(Records excerpted from a collection)

☆ ☆ ☆ ☆

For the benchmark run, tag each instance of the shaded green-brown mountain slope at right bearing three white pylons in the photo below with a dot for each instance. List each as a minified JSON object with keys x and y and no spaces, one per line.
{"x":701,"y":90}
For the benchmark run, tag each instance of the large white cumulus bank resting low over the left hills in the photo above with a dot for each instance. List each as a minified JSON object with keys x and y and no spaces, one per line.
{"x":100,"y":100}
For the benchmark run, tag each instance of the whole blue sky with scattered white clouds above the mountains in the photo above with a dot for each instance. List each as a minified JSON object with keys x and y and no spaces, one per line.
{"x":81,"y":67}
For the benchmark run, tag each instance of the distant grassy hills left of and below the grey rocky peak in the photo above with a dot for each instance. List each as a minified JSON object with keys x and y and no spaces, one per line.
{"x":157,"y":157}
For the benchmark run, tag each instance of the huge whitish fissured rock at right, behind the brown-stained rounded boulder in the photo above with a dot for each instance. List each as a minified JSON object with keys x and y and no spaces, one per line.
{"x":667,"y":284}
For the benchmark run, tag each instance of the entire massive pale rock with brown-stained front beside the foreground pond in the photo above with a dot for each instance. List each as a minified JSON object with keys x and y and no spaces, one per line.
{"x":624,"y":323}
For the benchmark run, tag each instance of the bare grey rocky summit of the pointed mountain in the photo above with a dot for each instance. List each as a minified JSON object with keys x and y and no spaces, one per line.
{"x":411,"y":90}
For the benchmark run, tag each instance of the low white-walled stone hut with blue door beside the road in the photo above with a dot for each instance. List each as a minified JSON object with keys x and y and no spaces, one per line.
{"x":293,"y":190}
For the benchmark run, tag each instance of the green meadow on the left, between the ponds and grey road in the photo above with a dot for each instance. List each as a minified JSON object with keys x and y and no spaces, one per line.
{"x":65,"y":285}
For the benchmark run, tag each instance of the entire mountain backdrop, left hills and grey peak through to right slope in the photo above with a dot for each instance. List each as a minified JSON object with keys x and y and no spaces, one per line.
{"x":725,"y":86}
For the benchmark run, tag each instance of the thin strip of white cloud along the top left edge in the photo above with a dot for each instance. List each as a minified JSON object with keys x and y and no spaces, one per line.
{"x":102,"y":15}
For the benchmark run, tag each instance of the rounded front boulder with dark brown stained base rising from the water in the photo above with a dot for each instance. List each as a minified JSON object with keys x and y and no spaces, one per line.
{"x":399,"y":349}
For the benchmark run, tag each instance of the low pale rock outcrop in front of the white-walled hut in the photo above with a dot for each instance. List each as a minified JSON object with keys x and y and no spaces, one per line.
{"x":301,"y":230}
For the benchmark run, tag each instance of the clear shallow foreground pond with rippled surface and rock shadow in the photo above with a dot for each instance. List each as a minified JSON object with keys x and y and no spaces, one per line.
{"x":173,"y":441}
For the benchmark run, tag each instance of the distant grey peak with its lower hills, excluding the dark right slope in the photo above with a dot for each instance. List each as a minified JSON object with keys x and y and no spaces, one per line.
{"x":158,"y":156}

☆ ☆ ☆ ☆

▶ _Exercise directions_
Once the line with "For the benchmark run, tag each instance of the clear" has been found in the records above, retype it and every line after it exactly, and include nothing else.

▶ _Finished exercise_
For the benchmark run, tag each instance of the clear shallow foreground pond with rippled surface and rock shadow in the photo above with a dot for each instance. List each as a minified JSON object with keys x and y and no spaces, one per line.
{"x":173,"y":441}
For the benchmark run, tag each instance of the distant grey peak with its lower hills, excluding the dark right slope in the photo above with a dot for each instance. List each as a minified JSON object with keys x and y and no spaces, one per line.
{"x":158,"y":156}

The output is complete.